══ DATA

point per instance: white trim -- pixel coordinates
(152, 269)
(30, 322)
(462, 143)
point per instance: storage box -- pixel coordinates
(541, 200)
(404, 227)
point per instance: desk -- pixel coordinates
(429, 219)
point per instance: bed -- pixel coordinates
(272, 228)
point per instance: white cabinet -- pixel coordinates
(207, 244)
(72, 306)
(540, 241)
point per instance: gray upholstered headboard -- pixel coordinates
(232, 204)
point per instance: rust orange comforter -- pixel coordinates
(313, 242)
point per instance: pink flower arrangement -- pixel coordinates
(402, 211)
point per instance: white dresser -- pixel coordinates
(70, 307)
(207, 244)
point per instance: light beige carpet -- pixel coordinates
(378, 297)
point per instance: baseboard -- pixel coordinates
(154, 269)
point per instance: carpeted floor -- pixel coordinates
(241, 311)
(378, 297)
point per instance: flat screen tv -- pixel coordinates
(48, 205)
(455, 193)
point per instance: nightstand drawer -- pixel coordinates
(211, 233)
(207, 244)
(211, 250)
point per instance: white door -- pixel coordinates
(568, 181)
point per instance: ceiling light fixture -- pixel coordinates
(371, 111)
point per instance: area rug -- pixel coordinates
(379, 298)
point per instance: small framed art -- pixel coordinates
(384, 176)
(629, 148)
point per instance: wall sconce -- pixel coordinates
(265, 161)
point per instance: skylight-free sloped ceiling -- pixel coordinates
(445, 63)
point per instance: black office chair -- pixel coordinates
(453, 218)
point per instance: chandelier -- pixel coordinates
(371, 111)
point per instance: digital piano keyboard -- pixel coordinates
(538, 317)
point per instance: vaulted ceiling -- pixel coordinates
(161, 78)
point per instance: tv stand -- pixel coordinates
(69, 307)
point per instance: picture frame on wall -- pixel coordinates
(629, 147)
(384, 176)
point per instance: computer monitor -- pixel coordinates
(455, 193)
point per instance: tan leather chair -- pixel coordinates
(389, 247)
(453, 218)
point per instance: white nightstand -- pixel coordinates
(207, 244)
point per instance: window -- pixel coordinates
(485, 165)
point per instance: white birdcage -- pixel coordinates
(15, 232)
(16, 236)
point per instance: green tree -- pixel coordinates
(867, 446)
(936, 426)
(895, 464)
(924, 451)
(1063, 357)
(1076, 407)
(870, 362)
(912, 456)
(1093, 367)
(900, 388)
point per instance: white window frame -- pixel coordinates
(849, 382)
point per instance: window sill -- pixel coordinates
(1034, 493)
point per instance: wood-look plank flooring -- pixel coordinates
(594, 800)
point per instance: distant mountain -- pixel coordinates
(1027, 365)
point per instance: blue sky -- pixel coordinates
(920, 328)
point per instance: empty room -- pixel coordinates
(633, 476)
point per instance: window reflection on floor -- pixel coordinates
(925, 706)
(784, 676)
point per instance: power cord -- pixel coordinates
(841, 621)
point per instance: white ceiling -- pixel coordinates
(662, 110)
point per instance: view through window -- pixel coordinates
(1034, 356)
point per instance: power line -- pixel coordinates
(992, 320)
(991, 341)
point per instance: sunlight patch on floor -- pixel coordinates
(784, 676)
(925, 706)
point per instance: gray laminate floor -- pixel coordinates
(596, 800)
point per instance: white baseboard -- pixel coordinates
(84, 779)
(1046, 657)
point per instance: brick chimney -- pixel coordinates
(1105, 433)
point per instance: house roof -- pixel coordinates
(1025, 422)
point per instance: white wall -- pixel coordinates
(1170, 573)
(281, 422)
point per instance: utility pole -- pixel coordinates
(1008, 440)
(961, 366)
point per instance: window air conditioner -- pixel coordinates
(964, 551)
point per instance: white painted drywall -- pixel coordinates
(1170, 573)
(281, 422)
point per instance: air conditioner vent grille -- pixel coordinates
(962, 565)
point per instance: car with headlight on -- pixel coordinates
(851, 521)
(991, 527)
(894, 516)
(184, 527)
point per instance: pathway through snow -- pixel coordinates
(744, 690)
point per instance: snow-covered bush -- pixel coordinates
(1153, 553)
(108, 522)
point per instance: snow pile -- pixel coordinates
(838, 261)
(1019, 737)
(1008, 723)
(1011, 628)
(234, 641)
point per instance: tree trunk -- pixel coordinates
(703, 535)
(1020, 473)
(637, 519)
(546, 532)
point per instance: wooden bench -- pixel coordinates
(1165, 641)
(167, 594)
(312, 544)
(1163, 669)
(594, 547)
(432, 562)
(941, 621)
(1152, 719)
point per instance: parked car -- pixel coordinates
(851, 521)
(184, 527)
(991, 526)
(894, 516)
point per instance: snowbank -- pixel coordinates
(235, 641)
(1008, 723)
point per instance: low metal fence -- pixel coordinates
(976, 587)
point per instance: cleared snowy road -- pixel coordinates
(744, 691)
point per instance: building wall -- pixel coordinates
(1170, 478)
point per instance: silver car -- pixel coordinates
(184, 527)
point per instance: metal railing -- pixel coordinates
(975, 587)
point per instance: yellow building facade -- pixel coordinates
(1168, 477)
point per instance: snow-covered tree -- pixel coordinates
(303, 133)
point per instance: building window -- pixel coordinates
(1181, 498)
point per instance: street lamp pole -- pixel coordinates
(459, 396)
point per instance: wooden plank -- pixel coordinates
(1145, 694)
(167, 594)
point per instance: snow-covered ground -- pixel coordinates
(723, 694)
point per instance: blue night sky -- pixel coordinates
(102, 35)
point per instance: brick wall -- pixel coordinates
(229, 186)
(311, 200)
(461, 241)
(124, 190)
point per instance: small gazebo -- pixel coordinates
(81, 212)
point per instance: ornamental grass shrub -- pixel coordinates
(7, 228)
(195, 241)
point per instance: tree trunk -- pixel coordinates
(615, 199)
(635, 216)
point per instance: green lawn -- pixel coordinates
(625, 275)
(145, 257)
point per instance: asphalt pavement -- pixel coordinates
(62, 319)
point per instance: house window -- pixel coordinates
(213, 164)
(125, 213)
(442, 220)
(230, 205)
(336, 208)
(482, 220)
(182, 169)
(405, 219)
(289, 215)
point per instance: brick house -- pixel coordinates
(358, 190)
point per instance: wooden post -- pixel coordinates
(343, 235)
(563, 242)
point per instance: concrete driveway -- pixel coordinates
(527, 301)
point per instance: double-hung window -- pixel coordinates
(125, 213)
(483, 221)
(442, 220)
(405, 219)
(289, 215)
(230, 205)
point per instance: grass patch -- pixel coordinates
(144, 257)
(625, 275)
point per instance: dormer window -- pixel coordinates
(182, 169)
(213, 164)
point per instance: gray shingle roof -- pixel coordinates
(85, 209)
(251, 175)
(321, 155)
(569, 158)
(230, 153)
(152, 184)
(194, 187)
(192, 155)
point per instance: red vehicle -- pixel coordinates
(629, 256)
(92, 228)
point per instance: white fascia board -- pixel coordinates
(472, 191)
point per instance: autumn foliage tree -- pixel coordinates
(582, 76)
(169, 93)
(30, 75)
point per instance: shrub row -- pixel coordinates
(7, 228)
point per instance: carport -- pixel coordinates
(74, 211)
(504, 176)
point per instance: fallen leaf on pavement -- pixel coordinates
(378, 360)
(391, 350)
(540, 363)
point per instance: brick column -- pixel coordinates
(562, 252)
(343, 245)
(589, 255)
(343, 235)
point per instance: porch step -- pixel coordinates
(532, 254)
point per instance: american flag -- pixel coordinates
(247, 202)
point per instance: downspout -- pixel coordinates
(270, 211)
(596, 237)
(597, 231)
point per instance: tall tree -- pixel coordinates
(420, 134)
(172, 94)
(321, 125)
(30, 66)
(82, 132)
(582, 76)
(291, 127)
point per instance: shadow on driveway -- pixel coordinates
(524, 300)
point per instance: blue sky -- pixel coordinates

════

Please take the whole listing and write it out exactly.

point per instance: white trim -- pixel coordinates
(152, 269)
(30, 322)
(462, 143)
point per instance: storage box -- pixel coordinates
(541, 200)
(404, 227)
point per instance: desk -- pixel coordinates
(429, 219)
point per instance: bed -- pixel coordinates
(272, 228)
point per instance: white cabinet -- pixel coordinates
(207, 244)
(72, 306)
(540, 241)
point per instance: gray upholstered headboard -- pixel coordinates
(232, 204)
point per instance: rust orange comforter -- pixel coordinates
(313, 242)
point per instance: pink flower arrangement -- pixel coordinates
(402, 211)
point per instance: white dresser -- pixel coordinates
(70, 307)
(207, 244)
point per instance: light beige carpet -- pixel coordinates
(378, 297)
point per instance: baseboard -- pixel coordinates
(154, 269)
point per instance: carpeted floor -- pixel coordinates
(241, 311)
(378, 297)
point per instance: flat screen tv -- pixel coordinates
(48, 205)
(455, 193)
point per instance: nightstand drawer -- pixel coordinates
(211, 233)
(207, 244)
(211, 250)
point per instance: white door -- pixel coordinates
(568, 181)
point per instance: ceiling light fixture -- pixel coordinates
(371, 111)
point per instance: area rug -- pixel coordinates
(379, 298)
point per instance: small framed art -- pixel coordinates
(384, 176)
(629, 148)
point per instance: wall sconce -- pixel coordinates
(265, 161)
point per instance: skylight-free sloped ceiling -- pixel coordinates
(445, 63)
point per instance: black office chair -- pixel coordinates
(453, 218)
point per instance: chandelier -- pixel coordinates
(371, 111)
point per instance: digital piano keyboard -- pixel coordinates
(538, 317)
point per instance: vaulted ceiling -- pixel coordinates
(161, 78)
point per instance: tv stand -- pixel coordinates
(69, 307)
point per instance: picture frame on wall -- pixel coordinates
(629, 147)
(384, 176)
point per instance: computer monitor -- pixel coordinates
(455, 193)
point per instance: tan leather chair -- pixel coordinates
(389, 247)
(453, 218)
point per instance: white nightstand -- pixel coordinates
(207, 244)
point per instance: window -- pixel coordinates
(485, 165)
point per instance: white birdcage -- pixel coordinates
(15, 232)
(16, 236)
point per instance: green tree -- pixel coordinates
(867, 446)
(936, 426)
(895, 464)
(924, 451)
(1063, 357)
(1076, 407)
(870, 362)
(912, 456)
(1093, 367)
(900, 388)
point per instance: white window frame -- pixel coordinates
(849, 382)
point per instance: window sill -- pixel coordinates
(1034, 493)
point per instance: wood-look plank flooring -- pixel coordinates
(594, 800)
point per instance: distant mountain -- pixel coordinates
(1027, 365)
point per instance: blue sky -- pixel coordinates
(920, 328)
point per instance: empty room -- pixel coordinates
(633, 476)
point per instance: window reflection on floor -- pixel coordinates
(925, 706)
(784, 676)
point per instance: power cord -- pixel coordinates
(841, 621)
point per instance: white ceiling -- pixel coordinates
(662, 110)
point per instance: view through window -- pixel coordinates
(1034, 356)
point per instance: power line -- pixel coordinates
(992, 320)
(991, 341)
point per instance: sunlight patch on floor -- pixel coordinates
(784, 676)
(925, 706)
point per instance: gray laminate floor -- pixel coordinates
(596, 800)
point per instance: white baseboard -- pixel coordinates
(84, 779)
(1046, 657)
point per instance: brick chimney -- pixel coordinates
(1105, 433)
point per instance: house roof -- pixel coordinates
(1025, 422)
point per instance: white wall -- pixel coordinates
(1170, 573)
(281, 422)
point per instance: utility pole -- pixel coordinates
(1008, 440)
(961, 366)
point per instance: window air conditioner -- pixel coordinates
(964, 551)
point per instance: white painted drywall -- pixel coordinates
(1170, 573)
(281, 422)
point per instance: air conditioner vent grille -- pixel coordinates
(962, 565)
point per instance: car with headlight on -- pixel coordinates
(851, 521)
(991, 527)
(894, 516)
(184, 527)
point per instance: pathway through snow -- pixel coordinates
(744, 690)
point per instance: snow-covered bush -- pixel coordinates
(1153, 553)
(108, 522)
point per instance: snow pile -- pixel coordinates
(838, 261)
(1019, 737)
(1008, 723)
(1011, 628)
(234, 641)
point per instance: tree trunk -- pixel coordinates
(703, 535)
(1020, 473)
(637, 519)
(546, 532)
point per instance: wooden bench -- pixel coordinates
(1165, 641)
(167, 594)
(312, 544)
(1163, 669)
(594, 547)
(432, 562)
(941, 621)
(1152, 719)
point per instance: parked car -- pixel coordinates
(851, 521)
(184, 527)
(991, 526)
(894, 516)
point per instance: snowbank -- pixel coordinates
(235, 641)
(1008, 723)
point per instance: low metal fence -- pixel coordinates
(976, 587)
point per instance: cleared snowy road -- pixel coordinates
(744, 691)
point per instance: building wall -- pixel coordinates
(1170, 478)
point per instance: silver car -- pixel coordinates
(184, 527)
point per instance: metal railing -- pixel coordinates
(975, 587)
point per instance: yellow building facade -- pixel coordinates
(1168, 477)
point per instance: snow-covered tree -- pixel coordinates
(303, 133)
point per instance: building window -- pixel coordinates
(1181, 498)
point per instance: street lamp pole -- pixel coordinates
(459, 396)
point per instance: wooden plank -- pixel coordinates
(1145, 694)
(167, 594)
point per instance: snow-covered ground -- pixel coordinates
(723, 694)
point per instance: blue night sky -- pixel coordinates
(102, 35)
point per instance: brick wall -- pixel coordinates
(229, 186)
(311, 200)
(461, 241)
(124, 190)
point per instance: small gazebo -- pixel coordinates
(81, 212)
point per instance: ornamental grass shrub -- pixel coordinates
(7, 228)
(195, 241)
point per instance: tree trunk -- pixel coordinates
(615, 199)
(635, 216)
point per instance: green lawn -- pixel coordinates
(625, 275)
(145, 257)
point per instance: asphalt pavement -- pixel coordinates
(62, 319)
point per instance: house window -- pixel coordinates
(213, 164)
(125, 213)
(442, 220)
(230, 205)
(336, 208)
(482, 220)
(182, 169)
(405, 219)
(289, 215)
point per instance: brick house -- pixel coordinates
(358, 190)
point per instance: wooden post -- pixel coordinates
(343, 235)
(563, 242)
point per instance: concrete driveway -- pixel coordinates
(527, 301)
point per instance: double-hung window -- pixel coordinates
(125, 213)
(483, 221)
(442, 220)
(405, 219)
(289, 215)
(230, 205)
point per instance: grass patch -- pixel coordinates
(144, 257)
(625, 275)
point per instance: dormer window -- pixel coordinates
(182, 169)
(213, 164)
point per instance: gray shingle roof -- pixel coordinates
(85, 209)
(251, 175)
(321, 155)
(569, 158)
(230, 153)
(152, 184)
(194, 187)
(192, 155)
point per instance: red vehicle -- pixel coordinates
(629, 256)
(92, 228)
point per instance: white fascia board -- pixel coordinates
(472, 191)
point per instance: autumn foliage tree -- pixel coordinates
(582, 76)
(169, 93)
(30, 75)
point per instance: shrub row -- pixel coordinates
(7, 228)
point per instance: carport -- pixel coordinates
(74, 211)
(504, 176)
point per instance: fallen leaf on pavement -- pixel coordinates
(378, 360)
(391, 350)
(540, 363)
point per instance: brick column -- pixel coordinates
(562, 252)
(343, 245)
(589, 255)
(343, 235)
point per instance: porch step -- pixel coordinates
(532, 254)
point per instance: american flag -- pixel coordinates
(247, 202)
point per instance: downspout -- pixel coordinates
(270, 211)
(596, 237)
(597, 231)
point per instance: tall tree -- pixel coordinates
(420, 134)
(172, 94)
(321, 125)
(30, 66)
(82, 132)
(582, 76)
(291, 127)
point per instance: shadow on driveway -- pixel coordinates
(524, 300)
point per instance: blue sky -- pixel coordinates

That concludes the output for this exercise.